EXCERPT TO READ
'''

At least 13 people are dead amid “waist-deep” mudslides in Southern California, where heavy rains triggered flooding, say officials.
Some 163 people have been taken to hospital. Twenty had “storm-related injuries” and four were critically hurt.
A group of up to 300 people are reportedly trapped in Romero Canyon, east of Santa Barbara.
Police said the scene “looked like a World War One battlefield”.
The flooding and mudslides, affecting areas scorched by wildfires last month, have shut down more than 30 miles (48km) of the main coastal road.
Emergency services said a number of people were unaccounted for and they expected the number of deaths to rise.
Thousands fled the deluge and more than 50 rescues have been performed.
The hardest-hit homes were those that were not in the evacuation zone, officials say.
Heavy rain run-off caused a mudflow in the community of Montecito, where some homes were knocked off their foundations, said Santa Barbara County Fire Department spokesman Mike Eliason.
Among those taken to safety was a 14-year-old girl who had been trapped for hours in the ruins of her home.
The fire department published a picture of the girl encased in mud as she was led to safety.
County Fire Captain Dave Zaniboni said that five people were found dead on Tuesday in Montecito and may have been killed as result of the storm.
The upmarket neighbourhood includes homes owned by celebrities such as actor Rob Lowe and chat show host Ellen DeGeneres.
Oprah Winfrey also has a property in Montecito that is reportedly worth nearly $90m (£66m).
The US Coast Guard has sent “multiple airships to support rescue operations” and warned the public not to fly drones, otherwise the flights would be grounded.
Thousands of California residents were asked to leave their homes on Monday for the second time in two months.

'''

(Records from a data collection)
'''

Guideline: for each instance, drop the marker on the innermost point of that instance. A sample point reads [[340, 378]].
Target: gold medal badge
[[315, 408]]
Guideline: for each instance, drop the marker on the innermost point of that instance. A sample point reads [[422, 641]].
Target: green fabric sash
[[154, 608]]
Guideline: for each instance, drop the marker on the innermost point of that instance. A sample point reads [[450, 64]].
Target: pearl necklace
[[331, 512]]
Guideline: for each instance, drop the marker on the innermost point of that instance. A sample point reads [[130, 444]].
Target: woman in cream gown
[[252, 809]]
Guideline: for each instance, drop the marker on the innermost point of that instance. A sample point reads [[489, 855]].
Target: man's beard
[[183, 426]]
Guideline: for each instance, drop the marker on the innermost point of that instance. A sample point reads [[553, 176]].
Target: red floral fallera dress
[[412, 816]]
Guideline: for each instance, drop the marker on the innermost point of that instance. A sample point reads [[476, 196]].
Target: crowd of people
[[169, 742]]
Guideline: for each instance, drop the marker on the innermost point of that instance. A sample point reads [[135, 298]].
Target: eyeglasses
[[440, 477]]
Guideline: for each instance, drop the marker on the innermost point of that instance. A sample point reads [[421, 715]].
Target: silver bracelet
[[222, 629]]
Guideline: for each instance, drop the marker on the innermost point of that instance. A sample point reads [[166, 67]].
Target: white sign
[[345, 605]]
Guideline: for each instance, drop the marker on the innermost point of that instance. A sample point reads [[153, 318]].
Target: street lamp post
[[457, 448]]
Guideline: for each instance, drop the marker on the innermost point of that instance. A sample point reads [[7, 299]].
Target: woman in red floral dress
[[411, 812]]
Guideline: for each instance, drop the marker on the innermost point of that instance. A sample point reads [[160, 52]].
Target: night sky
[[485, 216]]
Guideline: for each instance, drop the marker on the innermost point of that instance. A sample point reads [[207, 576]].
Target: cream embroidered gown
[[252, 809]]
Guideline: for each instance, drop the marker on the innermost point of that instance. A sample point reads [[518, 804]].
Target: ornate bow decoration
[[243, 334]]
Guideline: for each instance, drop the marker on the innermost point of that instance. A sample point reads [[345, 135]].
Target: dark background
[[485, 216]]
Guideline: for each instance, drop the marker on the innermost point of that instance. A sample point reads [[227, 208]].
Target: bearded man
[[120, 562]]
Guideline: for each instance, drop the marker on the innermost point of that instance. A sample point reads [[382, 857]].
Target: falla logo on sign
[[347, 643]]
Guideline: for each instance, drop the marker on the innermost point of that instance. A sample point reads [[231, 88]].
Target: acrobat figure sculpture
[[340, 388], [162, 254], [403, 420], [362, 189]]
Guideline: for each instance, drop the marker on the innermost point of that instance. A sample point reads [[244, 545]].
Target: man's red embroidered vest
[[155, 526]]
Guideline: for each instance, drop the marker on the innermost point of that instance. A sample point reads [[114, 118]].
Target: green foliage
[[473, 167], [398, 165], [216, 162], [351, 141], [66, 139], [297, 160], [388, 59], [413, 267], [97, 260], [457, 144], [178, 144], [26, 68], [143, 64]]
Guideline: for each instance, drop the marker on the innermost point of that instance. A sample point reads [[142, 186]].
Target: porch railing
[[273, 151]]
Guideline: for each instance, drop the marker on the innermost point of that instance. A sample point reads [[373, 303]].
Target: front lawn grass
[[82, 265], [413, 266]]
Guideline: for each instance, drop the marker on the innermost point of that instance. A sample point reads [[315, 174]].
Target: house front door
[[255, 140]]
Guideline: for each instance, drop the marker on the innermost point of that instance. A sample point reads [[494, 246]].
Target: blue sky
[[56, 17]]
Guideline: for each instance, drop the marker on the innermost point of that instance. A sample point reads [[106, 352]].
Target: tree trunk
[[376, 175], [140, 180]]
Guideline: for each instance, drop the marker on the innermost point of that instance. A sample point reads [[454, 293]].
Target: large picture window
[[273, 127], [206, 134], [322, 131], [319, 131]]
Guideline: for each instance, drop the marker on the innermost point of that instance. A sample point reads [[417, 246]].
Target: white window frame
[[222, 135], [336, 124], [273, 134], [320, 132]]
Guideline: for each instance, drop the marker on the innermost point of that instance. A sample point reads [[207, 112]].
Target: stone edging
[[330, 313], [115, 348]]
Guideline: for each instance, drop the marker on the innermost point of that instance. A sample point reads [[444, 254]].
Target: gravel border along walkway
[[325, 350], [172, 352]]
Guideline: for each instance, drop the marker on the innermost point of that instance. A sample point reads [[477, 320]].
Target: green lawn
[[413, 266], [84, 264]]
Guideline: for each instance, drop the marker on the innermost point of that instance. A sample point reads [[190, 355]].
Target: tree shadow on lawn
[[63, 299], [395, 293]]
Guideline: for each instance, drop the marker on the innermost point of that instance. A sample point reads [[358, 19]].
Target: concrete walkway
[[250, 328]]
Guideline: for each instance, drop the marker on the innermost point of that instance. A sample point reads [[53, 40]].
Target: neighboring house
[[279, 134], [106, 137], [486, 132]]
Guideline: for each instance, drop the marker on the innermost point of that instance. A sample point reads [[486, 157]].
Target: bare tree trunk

'''

TO DO
1 > Please answer these questions from the mudslide report:
(a) How many people have been taken to hospital?
(b) How much of the main coastal road has been shut down?
(c) On what day were thousands of California residents asked to leave their homes?
2 > Revise the part of the mudslide report starting with "Heavy rain run-off" and going on through "nearly $90m (£66m).", putting "affluent" in place of "upmarket".
3 > Carry on the mudslide report from where it stops.
These lines stand apart from the mudslide report.

SOLVED PROBLEMS
1 >
(a) Some 163 people.
(b) More than 30 miles (48km).
(c) Monday.

2 >
Heavy rain run-off caused a mudflow in the community of Montecito, where some homes were knocked off their foundations, said Santa Barbara County Fire Department spokesman Mike Eliason.
Among those taken to safety was a 14-year-old girl who had been trapped for hours in the ruins of her home.
The fire department published a picture of the girl encased in mud as she was led to safety.
County Fire Captain Dave Zaniboni said that five people were found dead on Tuesday in Montecito and may have been killed as result of the storm.
The affluent neighbourhood includes homes owned by celebrities such as actor Rob Lowe and chat show host Ellen DeGeneres.
Oprah Winfrey also has a property in Montecito that is reportedly worth nearly $90m (£66m).

3 >
In Burbank, where waves of mud swept away vehicles, officials issued a mandatory evacuation order.
Homeowners in the area shared photos of mud in their homes.
Several roads are closed, including the major Highway 101.
Wildfires in December, including the Thomas Fire, swept through the area burning vegetation that helps prevent flooding and landslides.
After a wildfire, burned vegetation and charred soil create a water repellent layer which blocks water absorption and leads to an increased risk of mudslides and floods.
“Recent burn areas will be especially vulnerable where dangerous mud and debris flows are possible,” said the National Weather Service in a statement.
The Federal Emergency Management Agency shared a warning for California homeowners explaining that homes that had never flooded before were now at risk.
This comes after a record-setting year of $306bn (£226bn) of weather and climate-related disaster costs in the United States, the third warmest year on record, according to the US National Oceanic and Atmospheric Administration.
The storm over California is expected to produce 4in to 7in (10 to 18 cm) in the foothills and 9in (23cm) in select areas.
Snow is falling at higher elevations, according to the National Weather Service.